**Exercise aim:** Which lines in the items below contain the string "green", with case counting? Show each of those lines in full.
*** Dataset entries
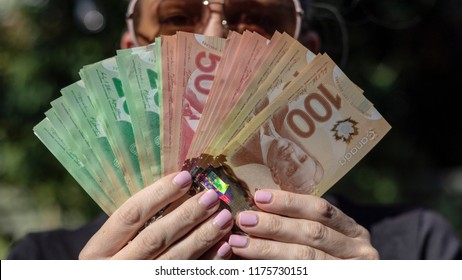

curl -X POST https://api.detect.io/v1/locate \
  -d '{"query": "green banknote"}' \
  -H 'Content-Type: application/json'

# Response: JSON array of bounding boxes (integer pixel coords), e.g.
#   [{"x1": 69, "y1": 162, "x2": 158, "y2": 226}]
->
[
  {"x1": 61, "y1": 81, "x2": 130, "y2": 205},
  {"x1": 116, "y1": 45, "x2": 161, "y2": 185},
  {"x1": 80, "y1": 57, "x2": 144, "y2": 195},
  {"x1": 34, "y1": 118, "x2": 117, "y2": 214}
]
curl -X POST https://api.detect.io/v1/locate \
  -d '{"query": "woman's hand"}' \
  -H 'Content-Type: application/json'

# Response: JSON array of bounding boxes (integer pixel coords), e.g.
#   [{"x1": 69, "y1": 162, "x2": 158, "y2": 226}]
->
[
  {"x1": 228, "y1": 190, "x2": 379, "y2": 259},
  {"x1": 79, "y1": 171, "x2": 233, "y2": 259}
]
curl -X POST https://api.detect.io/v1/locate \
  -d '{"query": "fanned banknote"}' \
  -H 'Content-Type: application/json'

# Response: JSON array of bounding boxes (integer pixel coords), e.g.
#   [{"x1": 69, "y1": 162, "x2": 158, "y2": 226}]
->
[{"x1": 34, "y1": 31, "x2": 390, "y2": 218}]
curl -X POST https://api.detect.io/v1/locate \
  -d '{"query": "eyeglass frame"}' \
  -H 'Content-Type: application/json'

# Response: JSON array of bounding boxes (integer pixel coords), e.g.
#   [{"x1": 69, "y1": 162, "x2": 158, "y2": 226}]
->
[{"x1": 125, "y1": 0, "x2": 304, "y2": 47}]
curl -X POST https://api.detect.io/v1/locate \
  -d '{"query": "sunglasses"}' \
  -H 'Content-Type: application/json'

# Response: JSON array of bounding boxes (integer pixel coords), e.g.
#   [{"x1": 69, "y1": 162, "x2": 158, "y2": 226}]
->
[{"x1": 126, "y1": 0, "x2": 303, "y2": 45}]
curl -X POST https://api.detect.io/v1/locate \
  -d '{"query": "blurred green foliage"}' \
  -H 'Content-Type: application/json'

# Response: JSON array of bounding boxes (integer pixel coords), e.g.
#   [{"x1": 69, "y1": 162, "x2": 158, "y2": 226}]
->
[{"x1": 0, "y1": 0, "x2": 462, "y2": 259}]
******
**Answer:**
  -d '{"query": "green banknote"}' \
  -d '{"query": "blurred green foliage"}' \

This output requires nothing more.